Region pointing data
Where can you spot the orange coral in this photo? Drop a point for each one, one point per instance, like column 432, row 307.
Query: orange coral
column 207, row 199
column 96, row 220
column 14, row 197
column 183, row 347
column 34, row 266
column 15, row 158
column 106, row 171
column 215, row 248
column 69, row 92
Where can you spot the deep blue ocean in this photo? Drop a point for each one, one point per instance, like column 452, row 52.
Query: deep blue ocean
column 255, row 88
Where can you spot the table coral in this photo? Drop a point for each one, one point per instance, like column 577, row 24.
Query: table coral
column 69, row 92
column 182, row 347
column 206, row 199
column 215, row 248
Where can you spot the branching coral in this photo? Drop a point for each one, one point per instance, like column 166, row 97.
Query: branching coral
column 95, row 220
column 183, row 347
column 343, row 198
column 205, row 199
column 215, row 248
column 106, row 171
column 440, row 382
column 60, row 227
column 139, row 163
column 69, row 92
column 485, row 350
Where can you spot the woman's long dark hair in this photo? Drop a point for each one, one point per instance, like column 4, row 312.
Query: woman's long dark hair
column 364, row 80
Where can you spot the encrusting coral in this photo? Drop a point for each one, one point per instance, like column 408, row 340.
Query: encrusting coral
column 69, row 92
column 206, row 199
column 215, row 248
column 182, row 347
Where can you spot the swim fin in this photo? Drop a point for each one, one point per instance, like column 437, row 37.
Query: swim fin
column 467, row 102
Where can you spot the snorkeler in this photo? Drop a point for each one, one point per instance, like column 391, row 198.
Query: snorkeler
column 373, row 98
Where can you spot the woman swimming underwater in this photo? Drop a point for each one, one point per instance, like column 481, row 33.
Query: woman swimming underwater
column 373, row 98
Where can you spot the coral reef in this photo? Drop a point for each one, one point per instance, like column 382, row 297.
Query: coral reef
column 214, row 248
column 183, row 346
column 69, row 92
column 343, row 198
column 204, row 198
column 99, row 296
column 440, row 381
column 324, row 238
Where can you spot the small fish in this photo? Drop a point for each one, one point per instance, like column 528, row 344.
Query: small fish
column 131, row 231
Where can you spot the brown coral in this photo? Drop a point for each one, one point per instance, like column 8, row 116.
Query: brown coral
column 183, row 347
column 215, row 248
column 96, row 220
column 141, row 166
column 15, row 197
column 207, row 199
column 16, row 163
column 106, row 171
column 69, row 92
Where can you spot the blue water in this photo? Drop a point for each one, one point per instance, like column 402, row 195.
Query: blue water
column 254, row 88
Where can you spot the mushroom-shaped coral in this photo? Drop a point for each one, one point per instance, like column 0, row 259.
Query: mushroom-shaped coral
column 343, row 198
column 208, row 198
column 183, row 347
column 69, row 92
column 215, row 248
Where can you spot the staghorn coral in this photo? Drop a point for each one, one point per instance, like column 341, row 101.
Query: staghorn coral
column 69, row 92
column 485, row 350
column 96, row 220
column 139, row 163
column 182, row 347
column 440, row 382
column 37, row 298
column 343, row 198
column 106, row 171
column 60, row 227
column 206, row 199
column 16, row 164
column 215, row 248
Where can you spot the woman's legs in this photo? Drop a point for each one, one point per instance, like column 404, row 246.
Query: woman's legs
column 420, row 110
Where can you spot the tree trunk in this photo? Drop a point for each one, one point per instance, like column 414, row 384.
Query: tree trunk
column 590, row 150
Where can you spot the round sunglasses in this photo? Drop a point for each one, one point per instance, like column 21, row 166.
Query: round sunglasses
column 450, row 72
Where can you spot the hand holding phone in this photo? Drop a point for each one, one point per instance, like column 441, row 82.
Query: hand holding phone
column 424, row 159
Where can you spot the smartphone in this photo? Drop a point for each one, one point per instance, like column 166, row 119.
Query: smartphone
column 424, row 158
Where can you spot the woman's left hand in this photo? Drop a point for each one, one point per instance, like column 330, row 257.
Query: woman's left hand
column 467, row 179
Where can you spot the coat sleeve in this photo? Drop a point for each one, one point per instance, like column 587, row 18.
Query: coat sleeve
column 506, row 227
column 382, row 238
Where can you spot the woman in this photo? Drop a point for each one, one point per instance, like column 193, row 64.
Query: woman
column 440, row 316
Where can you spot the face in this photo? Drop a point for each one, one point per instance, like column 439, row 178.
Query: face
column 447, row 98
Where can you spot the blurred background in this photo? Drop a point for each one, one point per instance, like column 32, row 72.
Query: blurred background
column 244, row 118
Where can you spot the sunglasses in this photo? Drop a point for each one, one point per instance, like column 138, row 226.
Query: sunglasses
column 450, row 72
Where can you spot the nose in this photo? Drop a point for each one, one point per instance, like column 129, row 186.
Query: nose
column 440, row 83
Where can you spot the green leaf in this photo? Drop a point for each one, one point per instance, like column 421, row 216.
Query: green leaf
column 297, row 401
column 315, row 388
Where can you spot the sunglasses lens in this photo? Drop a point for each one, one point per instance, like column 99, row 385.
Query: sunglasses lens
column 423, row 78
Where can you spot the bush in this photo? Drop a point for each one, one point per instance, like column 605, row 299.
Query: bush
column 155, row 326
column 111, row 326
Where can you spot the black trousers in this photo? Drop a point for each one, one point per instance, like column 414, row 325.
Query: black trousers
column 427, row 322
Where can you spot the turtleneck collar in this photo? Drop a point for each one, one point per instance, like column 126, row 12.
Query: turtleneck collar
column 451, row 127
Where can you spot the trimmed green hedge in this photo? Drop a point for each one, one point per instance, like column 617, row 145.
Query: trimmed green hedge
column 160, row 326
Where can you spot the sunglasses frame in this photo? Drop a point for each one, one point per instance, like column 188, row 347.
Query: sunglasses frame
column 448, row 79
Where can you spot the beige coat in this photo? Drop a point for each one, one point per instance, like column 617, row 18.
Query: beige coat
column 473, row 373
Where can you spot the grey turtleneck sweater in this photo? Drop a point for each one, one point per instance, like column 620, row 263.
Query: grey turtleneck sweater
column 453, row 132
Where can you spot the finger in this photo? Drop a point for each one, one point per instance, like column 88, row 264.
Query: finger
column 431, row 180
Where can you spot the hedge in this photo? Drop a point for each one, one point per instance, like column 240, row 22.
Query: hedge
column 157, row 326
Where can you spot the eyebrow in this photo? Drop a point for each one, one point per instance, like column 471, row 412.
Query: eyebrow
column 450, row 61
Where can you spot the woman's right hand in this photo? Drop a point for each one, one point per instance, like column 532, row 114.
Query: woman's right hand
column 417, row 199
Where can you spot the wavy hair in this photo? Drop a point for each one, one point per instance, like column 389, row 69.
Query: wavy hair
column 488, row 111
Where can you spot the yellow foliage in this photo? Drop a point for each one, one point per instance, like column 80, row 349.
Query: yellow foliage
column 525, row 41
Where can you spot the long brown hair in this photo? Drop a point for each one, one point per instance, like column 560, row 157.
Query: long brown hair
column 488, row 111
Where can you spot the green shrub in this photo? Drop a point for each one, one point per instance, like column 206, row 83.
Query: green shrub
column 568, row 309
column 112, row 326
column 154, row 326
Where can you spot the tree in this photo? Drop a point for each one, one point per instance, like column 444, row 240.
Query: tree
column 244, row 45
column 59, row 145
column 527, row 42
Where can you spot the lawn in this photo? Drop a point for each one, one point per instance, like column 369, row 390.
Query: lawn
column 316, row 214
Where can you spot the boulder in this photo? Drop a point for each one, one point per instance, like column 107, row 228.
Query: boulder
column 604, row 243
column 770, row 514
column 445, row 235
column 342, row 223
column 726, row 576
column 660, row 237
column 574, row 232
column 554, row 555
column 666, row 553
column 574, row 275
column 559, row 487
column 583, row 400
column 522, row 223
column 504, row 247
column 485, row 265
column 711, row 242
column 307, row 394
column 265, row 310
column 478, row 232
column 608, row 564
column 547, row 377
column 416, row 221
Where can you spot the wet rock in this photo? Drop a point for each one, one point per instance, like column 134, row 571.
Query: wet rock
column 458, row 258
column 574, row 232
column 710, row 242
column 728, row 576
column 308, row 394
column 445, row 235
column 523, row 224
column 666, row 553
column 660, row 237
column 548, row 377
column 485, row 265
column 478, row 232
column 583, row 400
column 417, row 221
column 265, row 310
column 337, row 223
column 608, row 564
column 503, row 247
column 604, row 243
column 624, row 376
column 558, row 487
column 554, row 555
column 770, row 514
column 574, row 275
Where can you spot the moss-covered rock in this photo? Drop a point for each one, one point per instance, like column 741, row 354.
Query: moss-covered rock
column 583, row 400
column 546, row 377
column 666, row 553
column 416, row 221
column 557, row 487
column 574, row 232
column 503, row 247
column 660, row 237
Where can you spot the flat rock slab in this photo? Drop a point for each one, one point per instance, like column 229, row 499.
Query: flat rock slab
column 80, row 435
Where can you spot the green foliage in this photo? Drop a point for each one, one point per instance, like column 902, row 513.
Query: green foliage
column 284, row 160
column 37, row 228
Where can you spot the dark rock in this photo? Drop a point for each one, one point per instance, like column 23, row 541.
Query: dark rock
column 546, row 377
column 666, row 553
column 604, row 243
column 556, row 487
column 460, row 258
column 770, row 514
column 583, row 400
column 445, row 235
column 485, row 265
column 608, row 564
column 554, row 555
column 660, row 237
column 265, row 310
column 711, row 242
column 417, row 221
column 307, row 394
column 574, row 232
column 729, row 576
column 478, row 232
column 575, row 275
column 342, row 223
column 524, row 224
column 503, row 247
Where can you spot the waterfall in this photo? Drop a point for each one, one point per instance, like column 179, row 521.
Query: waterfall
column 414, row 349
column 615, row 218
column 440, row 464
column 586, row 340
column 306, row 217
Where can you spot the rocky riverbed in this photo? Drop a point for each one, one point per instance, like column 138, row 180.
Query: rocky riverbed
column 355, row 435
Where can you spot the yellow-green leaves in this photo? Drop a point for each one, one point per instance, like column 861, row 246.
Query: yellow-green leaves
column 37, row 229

TRY IT:
The response should be an exact copy of the lines from the one with "Query: waterfall" through the end of the data, with no other text.

SOLUTION FOR THIS EXERCISE:
Query: waterfall
column 414, row 349
column 615, row 218
column 440, row 464
column 586, row 340
column 306, row 217
Where can you spot the rocky riverbed in this photo? Drop a point for each one, one point per instance, like column 138, row 180.
Query: rocky riverbed
column 355, row 435
Where can you spot the yellow-green leaves in this photo? Drop a point for each one, one point per instance, like column 861, row 246.
Query: yellow-green leaves
column 37, row 229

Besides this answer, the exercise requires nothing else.